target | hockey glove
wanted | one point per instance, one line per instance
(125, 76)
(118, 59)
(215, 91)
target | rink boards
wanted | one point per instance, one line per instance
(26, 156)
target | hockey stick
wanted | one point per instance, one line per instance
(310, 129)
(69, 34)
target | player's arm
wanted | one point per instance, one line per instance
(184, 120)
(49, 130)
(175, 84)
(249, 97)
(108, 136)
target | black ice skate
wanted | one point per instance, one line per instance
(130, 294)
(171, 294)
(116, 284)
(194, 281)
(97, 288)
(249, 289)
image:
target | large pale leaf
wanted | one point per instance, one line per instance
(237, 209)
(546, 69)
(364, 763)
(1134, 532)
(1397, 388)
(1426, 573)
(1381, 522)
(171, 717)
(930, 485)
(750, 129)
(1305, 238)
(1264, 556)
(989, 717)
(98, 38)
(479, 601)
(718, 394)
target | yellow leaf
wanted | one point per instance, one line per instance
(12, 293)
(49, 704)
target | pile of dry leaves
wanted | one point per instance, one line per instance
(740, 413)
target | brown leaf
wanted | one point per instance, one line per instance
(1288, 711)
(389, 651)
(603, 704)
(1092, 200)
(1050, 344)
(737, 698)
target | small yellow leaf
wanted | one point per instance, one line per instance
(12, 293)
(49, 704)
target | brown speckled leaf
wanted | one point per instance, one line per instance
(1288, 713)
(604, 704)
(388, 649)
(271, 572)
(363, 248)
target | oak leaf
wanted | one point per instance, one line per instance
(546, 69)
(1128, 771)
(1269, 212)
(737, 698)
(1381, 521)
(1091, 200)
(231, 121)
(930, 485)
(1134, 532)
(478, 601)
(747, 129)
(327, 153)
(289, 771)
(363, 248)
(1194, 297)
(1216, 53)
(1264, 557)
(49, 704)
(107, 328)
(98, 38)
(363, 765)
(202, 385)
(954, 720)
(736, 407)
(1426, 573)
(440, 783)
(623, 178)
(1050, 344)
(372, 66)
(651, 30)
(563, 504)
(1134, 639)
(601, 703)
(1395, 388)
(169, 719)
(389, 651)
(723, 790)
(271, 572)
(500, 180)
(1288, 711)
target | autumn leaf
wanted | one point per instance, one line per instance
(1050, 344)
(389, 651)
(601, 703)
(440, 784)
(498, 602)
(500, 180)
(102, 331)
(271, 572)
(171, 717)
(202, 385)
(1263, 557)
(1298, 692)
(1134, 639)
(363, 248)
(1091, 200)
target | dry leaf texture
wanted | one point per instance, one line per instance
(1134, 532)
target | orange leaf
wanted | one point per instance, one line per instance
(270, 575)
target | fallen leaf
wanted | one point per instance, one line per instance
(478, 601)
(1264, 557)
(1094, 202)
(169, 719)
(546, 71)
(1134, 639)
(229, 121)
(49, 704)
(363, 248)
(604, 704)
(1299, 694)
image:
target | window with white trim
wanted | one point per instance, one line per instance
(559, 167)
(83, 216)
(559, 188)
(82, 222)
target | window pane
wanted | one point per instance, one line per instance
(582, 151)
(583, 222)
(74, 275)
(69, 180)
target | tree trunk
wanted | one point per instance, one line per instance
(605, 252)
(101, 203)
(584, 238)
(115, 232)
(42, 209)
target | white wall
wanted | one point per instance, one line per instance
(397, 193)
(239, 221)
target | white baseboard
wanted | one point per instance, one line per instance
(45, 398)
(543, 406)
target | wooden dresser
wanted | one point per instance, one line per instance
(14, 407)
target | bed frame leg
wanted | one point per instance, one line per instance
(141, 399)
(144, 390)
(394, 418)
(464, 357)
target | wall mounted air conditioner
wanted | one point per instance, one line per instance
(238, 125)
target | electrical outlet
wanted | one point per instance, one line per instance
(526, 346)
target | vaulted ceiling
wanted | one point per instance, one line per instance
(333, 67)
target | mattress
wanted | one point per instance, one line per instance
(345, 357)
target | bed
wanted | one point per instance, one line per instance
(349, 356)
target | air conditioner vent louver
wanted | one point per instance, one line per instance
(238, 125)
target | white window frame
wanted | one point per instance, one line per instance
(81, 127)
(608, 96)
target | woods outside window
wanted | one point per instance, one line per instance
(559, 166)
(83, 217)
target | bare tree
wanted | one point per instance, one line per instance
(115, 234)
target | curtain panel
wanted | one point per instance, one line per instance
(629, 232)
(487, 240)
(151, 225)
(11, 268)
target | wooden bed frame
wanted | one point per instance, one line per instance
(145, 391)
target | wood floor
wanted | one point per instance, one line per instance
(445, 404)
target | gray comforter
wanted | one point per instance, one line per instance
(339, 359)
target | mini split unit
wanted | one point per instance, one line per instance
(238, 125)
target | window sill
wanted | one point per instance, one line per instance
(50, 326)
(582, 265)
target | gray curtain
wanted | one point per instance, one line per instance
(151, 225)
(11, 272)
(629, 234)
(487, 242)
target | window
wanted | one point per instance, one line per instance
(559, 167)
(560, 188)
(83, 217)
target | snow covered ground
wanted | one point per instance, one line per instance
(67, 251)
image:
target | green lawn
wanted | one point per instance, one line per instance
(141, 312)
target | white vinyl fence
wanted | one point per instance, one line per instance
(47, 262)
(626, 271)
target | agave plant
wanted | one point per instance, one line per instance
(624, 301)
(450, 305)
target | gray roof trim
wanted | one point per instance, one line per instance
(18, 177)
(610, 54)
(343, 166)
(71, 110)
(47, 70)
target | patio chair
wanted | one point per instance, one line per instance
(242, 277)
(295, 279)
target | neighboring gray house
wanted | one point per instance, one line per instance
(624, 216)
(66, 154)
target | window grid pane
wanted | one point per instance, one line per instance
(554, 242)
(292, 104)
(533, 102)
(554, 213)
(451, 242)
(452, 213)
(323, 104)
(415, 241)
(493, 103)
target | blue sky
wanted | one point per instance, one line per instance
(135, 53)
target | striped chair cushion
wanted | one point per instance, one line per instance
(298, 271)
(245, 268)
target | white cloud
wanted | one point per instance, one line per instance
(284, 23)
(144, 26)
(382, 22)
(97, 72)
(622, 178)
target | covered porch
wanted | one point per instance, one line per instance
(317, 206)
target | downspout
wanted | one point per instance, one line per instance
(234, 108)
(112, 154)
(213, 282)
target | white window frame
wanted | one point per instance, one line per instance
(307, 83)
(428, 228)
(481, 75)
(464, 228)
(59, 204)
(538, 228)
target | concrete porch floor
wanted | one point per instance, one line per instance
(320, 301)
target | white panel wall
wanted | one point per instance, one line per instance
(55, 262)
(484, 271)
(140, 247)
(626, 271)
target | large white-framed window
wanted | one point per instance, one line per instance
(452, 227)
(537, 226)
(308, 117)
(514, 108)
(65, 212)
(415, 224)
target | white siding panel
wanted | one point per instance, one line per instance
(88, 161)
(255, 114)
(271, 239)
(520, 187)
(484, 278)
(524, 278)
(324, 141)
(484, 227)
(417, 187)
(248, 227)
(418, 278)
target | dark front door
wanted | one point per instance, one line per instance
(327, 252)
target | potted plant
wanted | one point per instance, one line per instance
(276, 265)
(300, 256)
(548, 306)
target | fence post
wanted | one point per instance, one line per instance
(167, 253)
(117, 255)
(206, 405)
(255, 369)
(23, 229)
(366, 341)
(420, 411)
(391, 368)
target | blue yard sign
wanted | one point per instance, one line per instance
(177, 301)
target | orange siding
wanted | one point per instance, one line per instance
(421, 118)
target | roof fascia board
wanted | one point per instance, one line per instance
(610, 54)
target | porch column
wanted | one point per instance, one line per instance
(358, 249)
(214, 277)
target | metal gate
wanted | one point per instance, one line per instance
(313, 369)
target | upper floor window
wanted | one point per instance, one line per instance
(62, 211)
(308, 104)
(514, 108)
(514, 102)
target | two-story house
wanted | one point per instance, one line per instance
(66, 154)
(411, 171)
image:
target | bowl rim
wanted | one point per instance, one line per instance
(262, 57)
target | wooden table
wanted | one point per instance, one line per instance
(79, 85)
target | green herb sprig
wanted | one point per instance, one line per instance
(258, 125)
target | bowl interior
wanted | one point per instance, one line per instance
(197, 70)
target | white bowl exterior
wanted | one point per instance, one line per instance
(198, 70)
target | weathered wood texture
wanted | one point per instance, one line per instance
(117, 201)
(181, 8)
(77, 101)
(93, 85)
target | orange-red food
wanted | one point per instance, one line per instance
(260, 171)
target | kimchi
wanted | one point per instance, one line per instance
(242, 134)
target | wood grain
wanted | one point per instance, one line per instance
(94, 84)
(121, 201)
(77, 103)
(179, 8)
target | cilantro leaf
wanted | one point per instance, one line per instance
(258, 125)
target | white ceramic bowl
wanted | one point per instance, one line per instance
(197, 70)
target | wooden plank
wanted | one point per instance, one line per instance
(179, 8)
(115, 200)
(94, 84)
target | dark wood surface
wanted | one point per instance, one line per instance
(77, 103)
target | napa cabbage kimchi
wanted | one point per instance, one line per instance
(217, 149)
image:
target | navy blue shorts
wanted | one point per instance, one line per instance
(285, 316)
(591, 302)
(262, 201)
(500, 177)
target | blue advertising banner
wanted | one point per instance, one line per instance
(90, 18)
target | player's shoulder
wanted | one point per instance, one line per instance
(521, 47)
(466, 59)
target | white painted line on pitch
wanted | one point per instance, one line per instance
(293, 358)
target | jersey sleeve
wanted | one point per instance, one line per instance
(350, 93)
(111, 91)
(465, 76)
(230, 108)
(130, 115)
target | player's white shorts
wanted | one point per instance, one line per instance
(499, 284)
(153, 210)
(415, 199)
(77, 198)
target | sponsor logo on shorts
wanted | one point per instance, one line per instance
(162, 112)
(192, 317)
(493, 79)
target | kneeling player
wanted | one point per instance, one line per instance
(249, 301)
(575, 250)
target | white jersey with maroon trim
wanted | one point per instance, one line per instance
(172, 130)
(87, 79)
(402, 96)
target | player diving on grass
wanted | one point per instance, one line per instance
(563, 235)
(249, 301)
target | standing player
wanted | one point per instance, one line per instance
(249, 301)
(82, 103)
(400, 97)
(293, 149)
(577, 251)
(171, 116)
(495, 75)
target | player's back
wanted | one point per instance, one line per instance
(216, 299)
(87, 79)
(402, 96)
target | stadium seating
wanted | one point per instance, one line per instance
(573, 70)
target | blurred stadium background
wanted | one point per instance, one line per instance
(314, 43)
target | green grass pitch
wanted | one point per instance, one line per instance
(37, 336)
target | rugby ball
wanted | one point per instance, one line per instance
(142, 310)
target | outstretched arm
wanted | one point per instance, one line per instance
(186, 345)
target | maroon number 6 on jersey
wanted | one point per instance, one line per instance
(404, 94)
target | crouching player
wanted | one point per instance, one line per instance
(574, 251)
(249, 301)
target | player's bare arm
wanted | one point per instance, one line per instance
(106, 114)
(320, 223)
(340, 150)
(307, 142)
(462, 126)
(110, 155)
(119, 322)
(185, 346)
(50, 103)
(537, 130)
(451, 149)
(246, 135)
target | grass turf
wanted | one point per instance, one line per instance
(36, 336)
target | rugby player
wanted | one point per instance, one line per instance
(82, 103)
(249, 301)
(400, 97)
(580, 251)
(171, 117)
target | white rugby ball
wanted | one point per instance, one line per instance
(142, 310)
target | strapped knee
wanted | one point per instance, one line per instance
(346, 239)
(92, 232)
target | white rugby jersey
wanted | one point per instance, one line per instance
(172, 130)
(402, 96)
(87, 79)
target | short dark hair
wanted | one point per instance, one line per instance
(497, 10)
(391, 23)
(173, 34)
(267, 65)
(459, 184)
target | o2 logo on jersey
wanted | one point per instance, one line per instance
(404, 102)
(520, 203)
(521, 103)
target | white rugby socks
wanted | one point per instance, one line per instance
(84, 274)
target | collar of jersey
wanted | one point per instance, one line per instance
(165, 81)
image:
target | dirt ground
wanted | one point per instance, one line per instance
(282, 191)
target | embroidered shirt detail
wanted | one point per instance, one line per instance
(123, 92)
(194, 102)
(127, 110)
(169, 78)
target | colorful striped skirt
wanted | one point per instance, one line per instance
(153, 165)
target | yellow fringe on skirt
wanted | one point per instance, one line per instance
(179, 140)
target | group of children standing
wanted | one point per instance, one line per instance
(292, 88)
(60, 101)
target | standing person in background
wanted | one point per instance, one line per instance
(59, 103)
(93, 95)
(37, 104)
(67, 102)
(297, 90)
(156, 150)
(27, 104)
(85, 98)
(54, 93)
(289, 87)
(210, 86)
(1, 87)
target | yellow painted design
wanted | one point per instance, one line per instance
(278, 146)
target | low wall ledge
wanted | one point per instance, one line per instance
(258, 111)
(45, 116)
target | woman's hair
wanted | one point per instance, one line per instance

**Your objective:**
Through the last line of the entries above, beginning at the line containing "target | crouching player", transcribe each line exactly, both ends included and nothing more.

**Result of this task:**
target | crouching player
wanted | one point per instance, one line per instance
(574, 251)
(249, 301)
target | player's bare arm
wanted | one point per instance, one line per instance
(106, 114)
(320, 223)
(340, 150)
(307, 142)
(462, 126)
(110, 155)
(119, 322)
(185, 346)
(50, 103)
(537, 130)
(451, 149)
(246, 135)
target | grass turf
wanted | one point per instance, one line per instance
(36, 336)
target | rugby player
wanted | one point per instance, one line per instance
(82, 103)
(249, 301)
(400, 97)
(580, 251)
(171, 117)
target | white rugby ball
wanted | one point per instance, one line per instance
(142, 310)
target | strapped knee
wanted | one point per instance, one line per instance
(346, 239)
(92, 232)
target | white rugby jersey
wanted | one point per instance, one line per instance
(172, 130)
(402, 96)
(87, 79)
target | short dark hair
wanted | one point per instance, one line per instance
(497, 10)
(391, 23)
(173, 34)
(267, 65)
(459, 184)
target | o2 logo on jersey
wanted | one point per instance, one line per instance
(404, 102)
(520, 203)
(521, 103)
target | white rugby socks
wanted | one point per instance, one line per instance
(84, 274)
target | collar of jersey
wanted | one point per instance, one line per instance
(165, 81)
image:
target | dirt ground
wanted | one point per instance, one line per instance
(282, 191)
target | embroidered shirt detail
wanted | one point per instance, one line per instance
(123, 92)
(194, 102)
(127, 110)
(169, 78)
target | colorful striped skirt
wanted | one point per instance, one line per instance
(153, 165)
target | yellow fringe on skirt
wanted | one point per instance, one line per instance
(179, 140)
target | group of children standing
wanted | one point per instance, one line per instance
(292, 88)
(60, 101)
target | standing person in background
wanted | one point per instance, one line per instance
(59, 103)
(93, 95)
(37, 104)
(67, 102)
(297, 90)
(156, 150)
(27, 104)
(85, 98)
(54, 93)
(289, 87)
(210, 86)
(1, 87)
target | yellow painted design
wanted | one point per instance, one line per instance
(278, 146)
target | low wall ledge
wanted | one point per instance, one line per instance
(258, 111)
(45, 116)
target | woman's hair
wanted | one point per instance, one line per instance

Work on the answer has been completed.